Excerpts of pointing data
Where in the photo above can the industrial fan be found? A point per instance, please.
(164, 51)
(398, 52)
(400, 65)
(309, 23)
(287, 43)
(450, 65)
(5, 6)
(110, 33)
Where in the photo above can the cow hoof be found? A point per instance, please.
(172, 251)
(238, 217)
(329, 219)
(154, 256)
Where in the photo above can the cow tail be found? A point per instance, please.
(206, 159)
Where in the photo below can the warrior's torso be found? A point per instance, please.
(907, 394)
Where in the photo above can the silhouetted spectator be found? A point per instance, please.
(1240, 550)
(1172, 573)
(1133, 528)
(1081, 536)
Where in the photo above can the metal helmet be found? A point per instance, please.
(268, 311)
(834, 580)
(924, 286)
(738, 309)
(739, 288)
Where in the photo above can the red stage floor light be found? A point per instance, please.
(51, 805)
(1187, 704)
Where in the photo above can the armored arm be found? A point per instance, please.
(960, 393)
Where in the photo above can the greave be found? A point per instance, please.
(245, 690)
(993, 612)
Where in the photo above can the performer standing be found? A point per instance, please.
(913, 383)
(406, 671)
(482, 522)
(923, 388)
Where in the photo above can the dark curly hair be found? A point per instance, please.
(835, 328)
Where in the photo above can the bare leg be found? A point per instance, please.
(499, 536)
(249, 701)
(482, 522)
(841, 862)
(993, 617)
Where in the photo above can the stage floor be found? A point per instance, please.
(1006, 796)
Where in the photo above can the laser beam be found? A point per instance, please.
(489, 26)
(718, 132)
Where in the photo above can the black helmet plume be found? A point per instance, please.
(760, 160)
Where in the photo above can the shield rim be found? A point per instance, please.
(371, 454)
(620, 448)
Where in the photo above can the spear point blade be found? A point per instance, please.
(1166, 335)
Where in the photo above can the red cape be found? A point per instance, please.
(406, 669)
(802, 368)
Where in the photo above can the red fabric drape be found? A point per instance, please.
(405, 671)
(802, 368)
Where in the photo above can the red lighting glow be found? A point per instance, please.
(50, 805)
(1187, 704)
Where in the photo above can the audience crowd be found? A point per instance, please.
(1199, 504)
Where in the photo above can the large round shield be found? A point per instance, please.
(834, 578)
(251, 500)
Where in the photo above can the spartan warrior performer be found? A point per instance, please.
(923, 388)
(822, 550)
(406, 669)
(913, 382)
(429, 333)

Requirements:
Could you reproduce, word for word, the data starting at the line containing "Where in the photo above can the red fabric" and ending with the final line of the data, both included?

Written response:
Where in the photo above can the red fabric drape be found? A point per instance, please.
(405, 671)
(802, 368)
Where in the photo above can the red lighting glow be found? A point per instance, please.
(50, 805)
(1187, 704)
Where in the photo above can the audience crowd be found? A point per instance, please.
(1199, 504)
Where in the photo above can the large round shield be found? A point per instance, please.
(834, 578)
(251, 500)
Where in the photo above can the spartan warrior performer be found? A point per instance, please.
(923, 388)
(822, 550)
(406, 669)
(913, 382)
(429, 333)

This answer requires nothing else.